YOUR GOAL
Transcribe verbatim the rows from the line containing "Annotation guideline: for each instance of the rainbow" through the end of the rows, including both ends.

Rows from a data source
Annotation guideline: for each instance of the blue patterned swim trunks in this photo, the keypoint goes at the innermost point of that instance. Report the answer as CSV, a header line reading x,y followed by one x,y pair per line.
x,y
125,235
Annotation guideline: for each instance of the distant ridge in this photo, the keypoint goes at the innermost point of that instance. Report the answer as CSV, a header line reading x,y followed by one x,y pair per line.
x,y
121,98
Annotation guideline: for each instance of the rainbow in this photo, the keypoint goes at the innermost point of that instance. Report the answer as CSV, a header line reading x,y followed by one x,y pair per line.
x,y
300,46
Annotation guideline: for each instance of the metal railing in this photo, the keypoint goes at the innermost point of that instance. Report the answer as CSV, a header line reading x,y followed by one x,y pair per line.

OUTPUT
Annotation guideline: for each instance of the rainbow in this photo, the keypoint goes at the innermost point of that instance. Report the answer as CSV, a header line reading x,y followed by one x,y pair per line.
x,y
300,46
Annotation guideline: for each instance of the metal railing in this photo, the keypoint goes at the innermost point of that instance. Report the answer as CSV, a header line reading x,y followed by one x,y pair per line.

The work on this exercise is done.